- Work to do -
Collect every line of the data below that contains the string "beak", and copy each such line in full.
+++
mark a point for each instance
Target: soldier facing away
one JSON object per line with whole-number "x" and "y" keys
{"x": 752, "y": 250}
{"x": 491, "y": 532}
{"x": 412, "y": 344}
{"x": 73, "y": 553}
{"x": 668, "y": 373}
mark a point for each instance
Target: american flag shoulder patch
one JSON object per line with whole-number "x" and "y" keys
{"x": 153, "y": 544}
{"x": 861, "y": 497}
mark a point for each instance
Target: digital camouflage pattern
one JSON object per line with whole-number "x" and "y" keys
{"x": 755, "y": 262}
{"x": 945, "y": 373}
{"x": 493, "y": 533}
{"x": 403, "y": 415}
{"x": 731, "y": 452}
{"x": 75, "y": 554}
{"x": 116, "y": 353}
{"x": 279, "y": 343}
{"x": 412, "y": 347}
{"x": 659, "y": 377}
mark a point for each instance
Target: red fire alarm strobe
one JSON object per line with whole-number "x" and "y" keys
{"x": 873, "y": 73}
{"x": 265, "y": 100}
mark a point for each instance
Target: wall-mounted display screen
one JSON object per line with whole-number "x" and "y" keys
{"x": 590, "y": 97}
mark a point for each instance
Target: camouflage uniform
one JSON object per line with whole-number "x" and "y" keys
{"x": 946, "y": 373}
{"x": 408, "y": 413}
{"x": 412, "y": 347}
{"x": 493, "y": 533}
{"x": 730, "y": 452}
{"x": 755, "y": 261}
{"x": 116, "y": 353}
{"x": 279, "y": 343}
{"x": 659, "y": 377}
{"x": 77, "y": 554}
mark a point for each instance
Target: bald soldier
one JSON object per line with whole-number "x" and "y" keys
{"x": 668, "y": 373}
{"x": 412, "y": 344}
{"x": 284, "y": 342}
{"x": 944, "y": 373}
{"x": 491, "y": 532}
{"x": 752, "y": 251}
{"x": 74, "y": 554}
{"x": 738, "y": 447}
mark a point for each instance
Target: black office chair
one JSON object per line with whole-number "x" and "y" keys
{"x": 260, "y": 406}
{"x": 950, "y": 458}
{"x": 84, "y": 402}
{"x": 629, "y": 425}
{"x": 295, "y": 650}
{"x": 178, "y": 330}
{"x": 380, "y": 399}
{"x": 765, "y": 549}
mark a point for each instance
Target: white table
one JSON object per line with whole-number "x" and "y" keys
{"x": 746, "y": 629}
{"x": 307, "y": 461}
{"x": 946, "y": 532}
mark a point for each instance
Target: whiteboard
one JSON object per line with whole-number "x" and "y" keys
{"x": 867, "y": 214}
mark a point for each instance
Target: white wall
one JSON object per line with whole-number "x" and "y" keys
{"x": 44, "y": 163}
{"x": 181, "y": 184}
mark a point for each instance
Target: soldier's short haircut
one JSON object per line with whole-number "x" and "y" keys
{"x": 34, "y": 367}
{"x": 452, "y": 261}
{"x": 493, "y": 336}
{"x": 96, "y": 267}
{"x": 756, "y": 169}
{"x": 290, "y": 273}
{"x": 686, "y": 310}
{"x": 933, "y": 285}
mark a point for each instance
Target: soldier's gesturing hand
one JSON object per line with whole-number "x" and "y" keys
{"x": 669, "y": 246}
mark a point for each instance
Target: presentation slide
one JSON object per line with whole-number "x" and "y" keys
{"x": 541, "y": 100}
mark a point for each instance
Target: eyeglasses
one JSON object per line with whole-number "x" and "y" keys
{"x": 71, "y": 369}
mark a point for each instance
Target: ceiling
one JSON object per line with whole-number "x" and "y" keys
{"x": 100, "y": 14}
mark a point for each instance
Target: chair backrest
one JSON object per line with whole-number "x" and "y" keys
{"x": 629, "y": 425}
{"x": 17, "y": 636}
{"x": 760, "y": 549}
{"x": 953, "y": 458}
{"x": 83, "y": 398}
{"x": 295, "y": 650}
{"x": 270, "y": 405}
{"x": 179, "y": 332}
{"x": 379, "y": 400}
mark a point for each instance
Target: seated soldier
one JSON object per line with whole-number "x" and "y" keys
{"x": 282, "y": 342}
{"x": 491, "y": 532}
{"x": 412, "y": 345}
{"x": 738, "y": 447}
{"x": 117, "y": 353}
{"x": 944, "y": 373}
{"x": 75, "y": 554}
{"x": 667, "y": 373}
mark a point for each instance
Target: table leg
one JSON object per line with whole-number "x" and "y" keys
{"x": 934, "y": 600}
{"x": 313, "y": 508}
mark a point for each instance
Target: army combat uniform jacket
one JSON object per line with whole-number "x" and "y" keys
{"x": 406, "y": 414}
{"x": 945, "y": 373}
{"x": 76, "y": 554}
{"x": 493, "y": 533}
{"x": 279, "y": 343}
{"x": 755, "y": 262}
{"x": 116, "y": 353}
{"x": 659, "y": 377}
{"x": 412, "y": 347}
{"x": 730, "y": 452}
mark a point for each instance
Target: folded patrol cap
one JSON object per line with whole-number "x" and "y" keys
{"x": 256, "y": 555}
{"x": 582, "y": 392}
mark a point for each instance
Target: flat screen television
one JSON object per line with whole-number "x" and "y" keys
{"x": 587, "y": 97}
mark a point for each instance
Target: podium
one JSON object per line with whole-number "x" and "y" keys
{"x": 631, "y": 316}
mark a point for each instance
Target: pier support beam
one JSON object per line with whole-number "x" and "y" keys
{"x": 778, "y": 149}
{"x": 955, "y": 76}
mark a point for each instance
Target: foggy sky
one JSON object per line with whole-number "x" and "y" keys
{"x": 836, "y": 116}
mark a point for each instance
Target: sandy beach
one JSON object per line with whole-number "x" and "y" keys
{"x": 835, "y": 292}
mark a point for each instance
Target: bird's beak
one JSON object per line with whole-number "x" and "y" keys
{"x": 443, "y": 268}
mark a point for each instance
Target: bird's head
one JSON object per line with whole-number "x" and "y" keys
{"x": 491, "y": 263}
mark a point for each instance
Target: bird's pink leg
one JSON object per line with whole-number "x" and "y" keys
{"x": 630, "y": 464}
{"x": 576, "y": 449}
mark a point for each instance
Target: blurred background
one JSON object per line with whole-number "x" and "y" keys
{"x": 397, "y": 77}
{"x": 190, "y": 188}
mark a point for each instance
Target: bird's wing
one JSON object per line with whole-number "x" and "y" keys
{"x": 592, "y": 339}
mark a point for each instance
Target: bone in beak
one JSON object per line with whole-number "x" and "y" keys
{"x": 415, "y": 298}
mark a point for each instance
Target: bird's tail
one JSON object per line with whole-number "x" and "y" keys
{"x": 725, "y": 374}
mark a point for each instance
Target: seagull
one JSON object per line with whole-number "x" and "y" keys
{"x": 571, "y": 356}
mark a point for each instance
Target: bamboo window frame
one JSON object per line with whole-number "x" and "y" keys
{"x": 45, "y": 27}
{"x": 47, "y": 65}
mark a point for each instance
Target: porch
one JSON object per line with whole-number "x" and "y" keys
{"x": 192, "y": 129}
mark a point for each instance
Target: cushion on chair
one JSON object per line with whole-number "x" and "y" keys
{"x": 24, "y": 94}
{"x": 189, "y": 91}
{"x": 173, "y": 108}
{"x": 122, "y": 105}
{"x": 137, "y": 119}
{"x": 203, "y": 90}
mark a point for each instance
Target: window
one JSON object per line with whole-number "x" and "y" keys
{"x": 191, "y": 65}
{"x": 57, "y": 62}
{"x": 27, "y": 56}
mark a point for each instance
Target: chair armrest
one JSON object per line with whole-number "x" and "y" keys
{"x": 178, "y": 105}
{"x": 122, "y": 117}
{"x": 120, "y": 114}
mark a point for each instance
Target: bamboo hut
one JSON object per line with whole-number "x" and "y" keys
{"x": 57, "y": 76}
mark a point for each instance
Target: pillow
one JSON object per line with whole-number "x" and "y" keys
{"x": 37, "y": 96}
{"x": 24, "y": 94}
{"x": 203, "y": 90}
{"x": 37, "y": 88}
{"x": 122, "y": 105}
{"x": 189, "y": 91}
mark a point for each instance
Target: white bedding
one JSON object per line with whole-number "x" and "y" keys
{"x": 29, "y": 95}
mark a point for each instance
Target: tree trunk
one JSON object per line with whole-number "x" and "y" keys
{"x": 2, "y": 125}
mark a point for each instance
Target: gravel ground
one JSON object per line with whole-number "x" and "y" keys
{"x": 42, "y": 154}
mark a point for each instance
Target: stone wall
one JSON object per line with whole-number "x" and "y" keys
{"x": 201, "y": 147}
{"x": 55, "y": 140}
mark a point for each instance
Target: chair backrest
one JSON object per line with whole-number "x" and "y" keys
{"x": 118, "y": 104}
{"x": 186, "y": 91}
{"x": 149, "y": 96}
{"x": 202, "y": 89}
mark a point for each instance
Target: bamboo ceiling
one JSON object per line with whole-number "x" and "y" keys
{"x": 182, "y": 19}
+++
- The output -
Target: bird's beak
Target: bone in beak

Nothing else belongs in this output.